▶ [DIRECTIONS FOR THIS TASK] Set down all of the records exactly, leaving none out.

▶ [INPUT FOR THIS TASK]

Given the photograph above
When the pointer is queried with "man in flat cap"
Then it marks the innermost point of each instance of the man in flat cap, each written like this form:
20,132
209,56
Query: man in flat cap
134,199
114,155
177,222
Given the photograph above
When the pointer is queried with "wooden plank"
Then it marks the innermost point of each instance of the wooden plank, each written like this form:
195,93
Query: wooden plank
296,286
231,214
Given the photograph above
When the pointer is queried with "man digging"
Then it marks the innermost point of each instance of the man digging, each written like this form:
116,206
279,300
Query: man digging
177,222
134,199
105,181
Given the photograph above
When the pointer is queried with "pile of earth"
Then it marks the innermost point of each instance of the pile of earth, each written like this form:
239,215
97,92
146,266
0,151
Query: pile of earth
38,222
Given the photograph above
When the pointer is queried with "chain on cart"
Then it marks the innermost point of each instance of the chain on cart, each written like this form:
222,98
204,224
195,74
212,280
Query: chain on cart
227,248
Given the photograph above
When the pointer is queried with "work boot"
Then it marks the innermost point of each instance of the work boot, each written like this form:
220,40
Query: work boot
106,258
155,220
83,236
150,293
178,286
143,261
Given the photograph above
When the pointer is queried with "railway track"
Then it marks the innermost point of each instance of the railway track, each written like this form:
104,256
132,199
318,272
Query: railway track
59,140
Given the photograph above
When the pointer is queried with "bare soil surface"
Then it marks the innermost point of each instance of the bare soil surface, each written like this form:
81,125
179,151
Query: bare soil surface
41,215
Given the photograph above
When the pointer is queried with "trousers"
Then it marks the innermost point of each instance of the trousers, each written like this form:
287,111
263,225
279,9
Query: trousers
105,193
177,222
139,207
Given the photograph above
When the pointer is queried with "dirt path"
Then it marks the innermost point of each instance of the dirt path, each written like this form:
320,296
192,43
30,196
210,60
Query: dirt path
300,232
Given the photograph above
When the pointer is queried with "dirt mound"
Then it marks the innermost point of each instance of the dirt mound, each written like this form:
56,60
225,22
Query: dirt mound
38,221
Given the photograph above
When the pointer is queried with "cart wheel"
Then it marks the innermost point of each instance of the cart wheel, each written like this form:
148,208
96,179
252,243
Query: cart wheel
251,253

▶ [ANSWER TO THIS PROBLEM]
Given the photograph above
When the pointer is queried with "man in flat cap"
Then it marks the innermost point of each instance of the man in flat cap, each written like this form:
20,132
209,56
Query: man in flat cap
134,199
114,155
177,222
Given the photograph above
When the pointer is queried with "wooden plank"
Then it marks the innermost point of each instance of the wooden plank, each written like this form:
195,93
Query: wooden plank
296,286
231,214
Given the photograph above
When the pointer is queried with "man digging"
Then it marks the innermost point of each instance of the man digging, each written like this form:
116,206
279,300
Query: man digging
177,222
134,199
105,181
Given the photograph above
When the pointer is queried with "pile of earth"
Then it marks the innermost point of each instance of the pile of earth, each written like this form:
239,215
97,92
146,266
0,151
Query: pile of earth
38,222
Given the photograph above
When the pointer is queried with "chain on cart"
Then it marks the innermost point of each instance of the chain on cart, each written like this form:
222,98
204,224
195,74
212,280
Query: chain on cart
227,248
Given the photograph above
When the pointer is queried with "work boot"
Then it marks the innermost point of each instance of the work boot, each written like this form:
220,40
Query: work boot
106,258
155,220
83,236
150,293
178,286
143,261
Given the photograph above
When the pointer is queried with "railway track"
Then it marks the innermost point of each instance of the railway track, each written like this form:
104,256
132,199
318,272
Query: railway track
59,140
Given the photograph above
When the pointer is queried with "bare soil surface"
Then it marks the innermost point of each instance of the bare soil surface, each written like this form:
81,125
179,151
Query: bare soil surface
41,215
Given the photograph above
When the pointer is queried with "trousers"
Then it marks the innermost point of each instance of the trousers, each written like this form:
287,111
263,225
279,9
Query: trousers
105,193
177,222
139,207
Given the photograph above
When the pointer is queried with "dirt path"
Then it marks the innermost point of each instance of the dirt path, each written like this form:
320,296
192,43
30,196
210,60
Query: dirt path
300,232
Given the photograph above
When the pointer is queried with "dirt mound"
Then it marks the innermost point of each instance of the dirt mound, each written like this form:
56,60
225,22
Query: dirt mound
38,221
Given the photograph above
When the pointer is queried with "cart wheel"
Then it marks the innermost point of each instance of the cart wheel, each written like this form:
148,208
96,179
252,243
Query: cart wheel
251,253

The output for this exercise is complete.